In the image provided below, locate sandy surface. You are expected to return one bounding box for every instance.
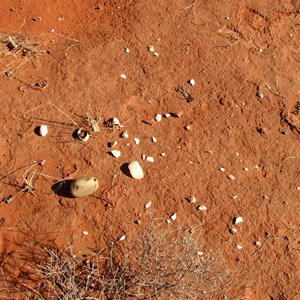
[0,0,300,299]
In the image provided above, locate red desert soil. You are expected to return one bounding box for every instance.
[0,0,300,299]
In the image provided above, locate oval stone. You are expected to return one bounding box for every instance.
[128,161,144,179]
[70,176,99,198]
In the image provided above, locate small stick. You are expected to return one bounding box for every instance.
[282,156,300,162]
[48,101,79,127]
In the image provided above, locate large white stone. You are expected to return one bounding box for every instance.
[128,161,144,179]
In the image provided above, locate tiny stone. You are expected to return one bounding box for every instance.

**What to work on**
Transcribe all of the material exactly, leaving out whatever pictures it contains.

**Solution below**
In the image provided below, locate sandy surface. You are expected to return one bounding box for every instance.
[0,0,300,299]
In the image provided above, locate red desert soil. You are expected to return one bounding box for every instance.
[0,0,300,299]
In the image provided above, locate oval stone. You are expected to return one bounding box for every instance.
[128,161,144,179]
[70,176,99,198]
In the image provided above, locate small stick. You are expected to return one bounding box for every instance.
[282,156,300,162]
[48,101,79,127]
In the image provided above, locate large white stone. You are expected to return one bounding box for every instance.
[128,161,144,179]
In the image provided above, locate tiny stone. You are expected to return one bounding box for every instance.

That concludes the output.